*Texto da entrevista*:

Broadcast: A Lei de Desmatamento da UE determina a proibição de importações de produtos provenientes de áreas desmatadas. Recentemente, o ministro da Agricultura brasileiro, Carlos Fávaro, disse que a legislação fere a soberania do Brasil. Como o senhor responde a isso?

Fernandes: A indicação que temos é a de que o Brasil quer avançar em direção ao desmatamento ilegal zero. A descarbonização está em linha com os objetivos que entendemos que vão combater as mudanças climáticas.

Broadcast: Neste primeiro ano do governo Lula, o que mudou em relação à gestão de Bolsonaro no que diz respeito à percepção da UE sobre a questão ambiental?

Fernandes: Vemos um Brasil mais aberto e mais global. No próprio Ministério do Meio Ambiente, está Marina Silva, que tem as nossas mesmas preocupações na área ambiental. Agora, em escala global, há aqueles que são os radicais verdes, que em vez do gradualismo, preferem uma revolução que traria danos às pessoas e não ajudariam que os objetivos climáticos fossem sentidos. O gradualismo é sempre a melhor forma. Temos que ser ambiciosos, mas realistas, e planejar um caminho gradual. E é isso o que estou vendo na postura da ministra do Meio Ambiente.

Broadcast: Mas há divergências na questão geopolítica. No começo do ano, Lula chegou a dizer que Ucrânia e Rússia têm culpa pela guerra, o que vai na contramão da posição europeia...

Fernandes: Eu penso que o presidente Lula, em Portugal, corrigiu suas declarações. Na declaração conjunta [de Portugal e Brasil], estava claro que se condenava a ocupação ilegal e a agressão da Rússia à Ucrânia. Se em algum momento as declarações, por exemplo, sobre a China foram ambíguas, elas foram esclarecidas pelo presidente Lula.

Broadcast: Mudando o foco para questões domésticas da UE, o bloco tem tido dificuldades para aprovar as regras fiscais para o ano que vem. Quais são os principais obstáculos?

Fernandes: Uma coisa são as regras de governança das dívidas públicas - essas vão se manter com o teto de 3% do PIB para o déficit e uma dívida pública abaixo de 70% do PIB. Outra coisa é o orçamento e o quadro plurianual da UE. O orçamento de 2024 já está aprovado, mas nós estamos sem margens dentro dele. E há alguns compromissos assumidos que têm que ser respeitados. Com a guerra na Ucrânia, aumentamos apoio humanitário. Para além disso, tivemos aumento nos juros que se refletem no orçamento, uma vez que o pagamento resultante do Next General EU (plano de recuperação e resiliência) tem juros pagos de 2021 a 2027. Tínhamos previsto US$ 15 bilhões para pagamento dos juros. Com o aumento das taxas básicas, esse valor está em US$ 30 bilhões. Queremos reforçar o quadro financeiro plurianial.

Broadcast: Quais são as divergências?

*Linhas fornecidas*:
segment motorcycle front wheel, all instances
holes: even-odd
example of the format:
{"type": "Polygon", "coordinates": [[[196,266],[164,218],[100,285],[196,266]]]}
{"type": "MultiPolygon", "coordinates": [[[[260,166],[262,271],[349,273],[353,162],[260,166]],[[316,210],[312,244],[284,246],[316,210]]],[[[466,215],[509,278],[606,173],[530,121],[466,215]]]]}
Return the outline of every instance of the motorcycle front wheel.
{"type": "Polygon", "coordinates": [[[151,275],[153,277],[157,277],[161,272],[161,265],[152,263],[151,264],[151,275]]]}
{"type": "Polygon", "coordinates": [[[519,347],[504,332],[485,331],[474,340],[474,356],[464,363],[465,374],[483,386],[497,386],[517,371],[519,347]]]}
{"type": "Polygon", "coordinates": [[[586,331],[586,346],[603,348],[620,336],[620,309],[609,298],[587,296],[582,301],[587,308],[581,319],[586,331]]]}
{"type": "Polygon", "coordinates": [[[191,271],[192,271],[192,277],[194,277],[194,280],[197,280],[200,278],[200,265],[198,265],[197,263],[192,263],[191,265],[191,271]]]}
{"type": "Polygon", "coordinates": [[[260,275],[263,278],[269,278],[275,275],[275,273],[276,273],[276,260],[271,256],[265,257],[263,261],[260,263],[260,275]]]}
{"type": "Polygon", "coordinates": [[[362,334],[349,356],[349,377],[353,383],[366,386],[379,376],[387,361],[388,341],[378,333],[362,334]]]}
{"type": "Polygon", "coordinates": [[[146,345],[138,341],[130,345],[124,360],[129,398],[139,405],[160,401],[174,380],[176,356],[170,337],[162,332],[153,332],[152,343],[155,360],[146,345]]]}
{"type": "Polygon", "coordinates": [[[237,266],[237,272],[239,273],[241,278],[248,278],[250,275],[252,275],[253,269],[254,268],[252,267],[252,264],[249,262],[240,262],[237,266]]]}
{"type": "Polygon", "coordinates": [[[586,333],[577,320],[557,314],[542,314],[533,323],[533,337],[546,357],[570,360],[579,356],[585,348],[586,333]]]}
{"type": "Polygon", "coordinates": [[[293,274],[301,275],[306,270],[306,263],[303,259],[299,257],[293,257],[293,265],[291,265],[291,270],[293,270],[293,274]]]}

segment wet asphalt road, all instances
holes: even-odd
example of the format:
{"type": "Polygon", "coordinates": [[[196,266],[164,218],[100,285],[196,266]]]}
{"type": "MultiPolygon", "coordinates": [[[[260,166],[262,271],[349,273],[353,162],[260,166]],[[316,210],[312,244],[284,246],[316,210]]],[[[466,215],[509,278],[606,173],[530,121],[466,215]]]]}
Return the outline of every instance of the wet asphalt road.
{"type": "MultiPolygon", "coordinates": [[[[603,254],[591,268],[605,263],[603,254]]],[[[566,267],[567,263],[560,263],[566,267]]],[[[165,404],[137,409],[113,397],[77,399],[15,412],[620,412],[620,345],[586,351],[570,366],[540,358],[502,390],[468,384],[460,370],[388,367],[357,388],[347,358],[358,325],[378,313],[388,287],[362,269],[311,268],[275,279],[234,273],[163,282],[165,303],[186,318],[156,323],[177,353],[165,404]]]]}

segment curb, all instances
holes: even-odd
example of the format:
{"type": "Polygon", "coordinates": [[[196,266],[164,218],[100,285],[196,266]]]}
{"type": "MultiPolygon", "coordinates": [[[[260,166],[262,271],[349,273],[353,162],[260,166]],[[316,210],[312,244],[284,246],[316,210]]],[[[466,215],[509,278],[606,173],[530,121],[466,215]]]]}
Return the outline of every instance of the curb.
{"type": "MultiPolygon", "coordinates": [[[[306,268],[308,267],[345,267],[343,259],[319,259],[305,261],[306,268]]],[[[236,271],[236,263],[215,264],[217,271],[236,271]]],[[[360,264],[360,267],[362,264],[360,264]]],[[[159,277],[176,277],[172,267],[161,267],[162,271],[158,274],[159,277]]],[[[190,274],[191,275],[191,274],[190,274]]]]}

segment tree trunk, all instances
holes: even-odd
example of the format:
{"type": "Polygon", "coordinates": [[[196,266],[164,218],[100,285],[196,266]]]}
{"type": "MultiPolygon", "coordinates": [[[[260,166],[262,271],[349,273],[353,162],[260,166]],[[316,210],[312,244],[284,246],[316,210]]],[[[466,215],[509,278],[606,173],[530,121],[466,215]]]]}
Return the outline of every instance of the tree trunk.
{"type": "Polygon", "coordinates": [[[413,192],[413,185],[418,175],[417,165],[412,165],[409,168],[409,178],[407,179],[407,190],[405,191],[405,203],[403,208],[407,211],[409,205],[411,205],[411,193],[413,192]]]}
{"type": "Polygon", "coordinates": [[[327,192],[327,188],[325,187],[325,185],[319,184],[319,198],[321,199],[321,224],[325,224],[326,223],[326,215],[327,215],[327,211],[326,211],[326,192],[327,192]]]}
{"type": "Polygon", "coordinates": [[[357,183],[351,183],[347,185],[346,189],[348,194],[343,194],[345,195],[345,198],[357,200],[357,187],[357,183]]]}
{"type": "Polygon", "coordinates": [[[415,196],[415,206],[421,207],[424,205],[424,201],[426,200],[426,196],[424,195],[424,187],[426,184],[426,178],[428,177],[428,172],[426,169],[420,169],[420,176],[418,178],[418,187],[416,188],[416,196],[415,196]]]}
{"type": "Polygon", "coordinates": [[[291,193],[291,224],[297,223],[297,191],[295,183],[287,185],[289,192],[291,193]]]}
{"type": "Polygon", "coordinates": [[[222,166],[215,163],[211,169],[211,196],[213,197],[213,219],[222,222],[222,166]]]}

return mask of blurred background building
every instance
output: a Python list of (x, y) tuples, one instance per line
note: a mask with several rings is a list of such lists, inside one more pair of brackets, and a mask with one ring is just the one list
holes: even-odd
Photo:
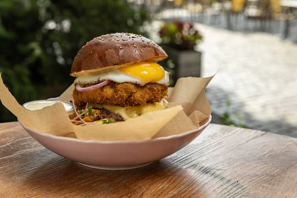
[(297, 0), (2, 0), (0, 72), (21, 104), (57, 97), (84, 44), (140, 34), (167, 52), (172, 86), (219, 71), (213, 122), (297, 137)]

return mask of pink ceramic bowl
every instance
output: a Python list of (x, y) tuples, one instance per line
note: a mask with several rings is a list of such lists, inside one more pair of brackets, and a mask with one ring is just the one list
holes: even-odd
[(45, 134), (19, 121), (35, 140), (52, 152), (92, 168), (123, 170), (141, 167), (183, 148), (209, 124), (211, 116), (197, 129), (179, 135), (141, 141), (86, 141)]

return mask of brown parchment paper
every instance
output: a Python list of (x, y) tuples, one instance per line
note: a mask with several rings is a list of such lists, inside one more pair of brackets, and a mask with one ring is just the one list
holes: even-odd
[[(166, 109), (109, 124), (74, 125), (60, 103), (40, 110), (27, 110), (5, 86), (0, 73), (0, 99), (21, 122), (41, 132), (87, 140), (139, 141), (179, 134), (198, 128), (199, 122), (211, 113), (204, 89), (212, 77), (181, 78), (174, 88), (169, 89), (165, 99), (169, 103)], [(58, 99), (69, 101), (74, 89), (71, 85)]]

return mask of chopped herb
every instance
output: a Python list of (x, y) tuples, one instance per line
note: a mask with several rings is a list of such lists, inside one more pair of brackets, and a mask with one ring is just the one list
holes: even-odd
[[(84, 111), (83, 111), (83, 110), (80, 110), (79, 111), (79, 114), (80, 115), (80, 114), (81, 114), (82, 113), (83, 113), (83, 112), (84, 112)], [(86, 116), (86, 114), (85, 114), (85, 113), (84, 113), (83, 114), (82, 114), (82, 116)]]
[(108, 120), (108, 121), (107, 122), (107, 124), (113, 123), (114, 122), (114, 120), (112, 118), (110, 118)]
[(101, 120), (103, 122), (102, 123), (102, 124), (110, 124), (110, 123), (113, 123), (115, 122), (114, 120), (112, 118), (109, 118), (108, 119), (108, 121), (107, 121), (105, 119)]
[(93, 113), (93, 112), (92, 111), (92, 108), (93, 108), (93, 106), (89, 106), (88, 108), (88, 109), (89, 109), (89, 113), (88, 113), (89, 115), (94, 115), (94, 113)]

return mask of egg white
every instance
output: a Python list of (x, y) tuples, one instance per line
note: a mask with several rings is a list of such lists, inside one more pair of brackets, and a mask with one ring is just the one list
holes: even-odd
[[(140, 78), (134, 77), (127, 75), (120, 71), (118, 69), (110, 71), (107, 72), (100, 73), (85, 76), (79, 76), (74, 81), (74, 84), (92, 84), (104, 80), (109, 80), (116, 83), (132, 83), (138, 84), (142, 86), (146, 85), (146, 83), (142, 81)], [(160, 85), (169, 85), (169, 74), (165, 71), (165, 76), (162, 79), (157, 81), (151, 81), (149, 83), (157, 83)]]

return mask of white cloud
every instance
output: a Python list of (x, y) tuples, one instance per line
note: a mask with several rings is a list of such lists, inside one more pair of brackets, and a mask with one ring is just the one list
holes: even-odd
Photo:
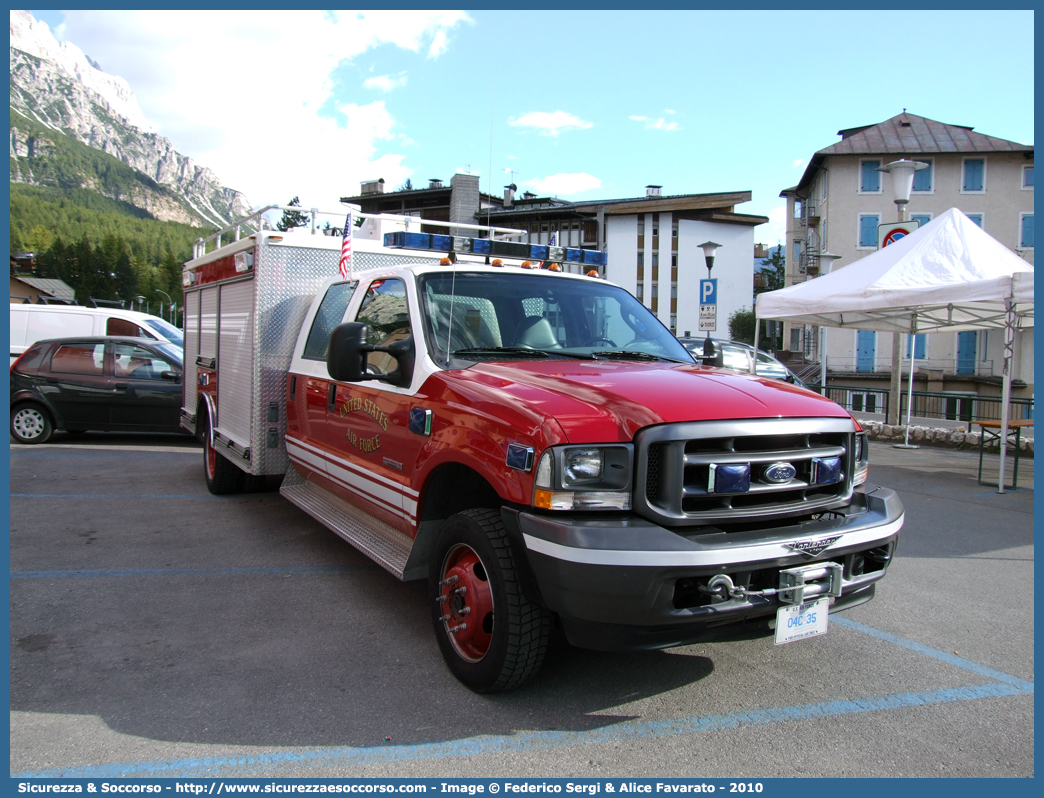
[(360, 180), (396, 185), (412, 170), (405, 155), (387, 151), (408, 138), (383, 102), (321, 116), (333, 70), (388, 44), (436, 57), (471, 22), (464, 11), (428, 10), (262, 10), (248, 20), (239, 10), (70, 10), (63, 34), (126, 78), (175, 149), (256, 206), (296, 194), (304, 205), (336, 211)]
[[(666, 113), (673, 114), (673, 111), (668, 110)], [(668, 122), (663, 117), (659, 119), (649, 119), (647, 116), (628, 116), (627, 119), (633, 119), (636, 122), (644, 122), (646, 131), (679, 131), (681, 125), (678, 122)]]
[(406, 73), (400, 72), (398, 75), (377, 75), (375, 77), (367, 77), (362, 81), (362, 85), (367, 89), (377, 89), (382, 92), (389, 92), (393, 89), (398, 89), (400, 86), (406, 85)]
[(547, 178), (528, 180), (522, 184), (537, 189), (539, 194), (553, 194), (554, 196), (571, 196), (584, 191), (592, 191), (601, 188), (601, 181), (592, 174), (577, 172), (573, 174), (559, 173)]
[(518, 119), (509, 119), (507, 123), (515, 127), (533, 127), (540, 131), (542, 136), (557, 136), (563, 131), (585, 131), (592, 126), (591, 122), (585, 122), (565, 111), (554, 113), (535, 111), (531, 114), (523, 114)]

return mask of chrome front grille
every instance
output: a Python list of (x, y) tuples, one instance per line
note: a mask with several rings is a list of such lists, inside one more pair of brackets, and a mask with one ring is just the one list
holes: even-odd
[[(851, 419), (759, 419), (665, 424), (642, 430), (635, 509), (669, 526), (794, 516), (846, 503), (852, 495)], [(839, 459), (840, 478), (816, 484), (816, 470)], [(784, 464), (793, 475), (773, 482), (766, 470)], [(746, 467), (750, 486), (716, 492), (712, 467)], [(789, 471), (789, 469), (784, 469)], [(822, 473), (822, 471), (821, 471)], [(638, 491), (636, 491), (638, 493)]]

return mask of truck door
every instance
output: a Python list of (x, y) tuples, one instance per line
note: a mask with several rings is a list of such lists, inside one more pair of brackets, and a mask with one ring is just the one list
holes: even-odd
[[(411, 335), (405, 283), (400, 279), (370, 283), (355, 321), (367, 326), (371, 344), (392, 344)], [(366, 360), (371, 374), (389, 374), (398, 366), (385, 353), (371, 353)], [(327, 392), (325, 421), (314, 428), (323, 447), (341, 461), (328, 460), (327, 473), (353, 503), (411, 533), (417, 503), (409, 485), (422, 441), (408, 431), (413, 399), (378, 380), (330, 381)]]

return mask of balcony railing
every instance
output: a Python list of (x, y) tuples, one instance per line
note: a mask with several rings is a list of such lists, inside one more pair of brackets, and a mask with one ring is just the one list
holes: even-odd
[[(818, 383), (809, 383), (808, 386), (812, 391), (822, 393)], [(883, 414), (885, 418), (888, 415), (887, 389), (828, 383), (827, 398), (853, 413), (879, 413)], [(1001, 401), (999, 396), (980, 396), (957, 391), (915, 391), (912, 415), (915, 418), (947, 419), (949, 421), (964, 421), (969, 424), (974, 421), (1000, 421)], [(903, 391), (899, 401), (899, 415), (904, 421), (906, 407), (907, 394)], [(1034, 417), (1033, 399), (1013, 398), (1007, 407), (1009, 418), (1012, 421)]]

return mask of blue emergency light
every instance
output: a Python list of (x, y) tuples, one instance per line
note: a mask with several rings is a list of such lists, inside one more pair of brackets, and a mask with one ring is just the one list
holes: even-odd
[(460, 252), (519, 260), (579, 263), (589, 266), (604, 266), (608, 262), (606, 253), (597, 250), (550, 247), (521, 241), (499, 241), (491, 238), (466, 238), (435, 233), (406, 233), (402, 231), (385, 233), (384, 245), (393, 250)]

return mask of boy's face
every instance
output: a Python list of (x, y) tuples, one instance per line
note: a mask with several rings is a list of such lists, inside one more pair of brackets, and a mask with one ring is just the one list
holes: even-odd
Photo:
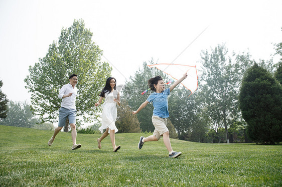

*Aplicando a leitura*:
1) Segundo a entrevista, qual é o teto do déficit que será mantido nas regras de governança das dívidas públicas?
2) Extraia da entrevista o trecho que começa em "Broadcast: Mas há" e segue até "pelo presidente Lula.".
Por favor, baseie-se apenas na entrevista.

*Respostas dos exercícios*:
1) 3% do PIB.

2)
Broadcast: Mas há divergências na questão geopolítica. No começo do ano, Lula chegou a dizer que Ucrânia e Rússia têm culpa pela guerra, o que vai na contramão da posição europeia...

Fernandes: Eu penso que o presidente Lula, em Portugal, corrigiu suas declarações. Na declaração conjunta [de Portugal e Brasil], estava claro que se condenava a ocupação ilegal e a agressão da Rússia à Ucrânia. Se em algum momento as declarações, por exemplo, sobre a China foram ambíguas, elas foram esclarecidas pelo presidente Lula.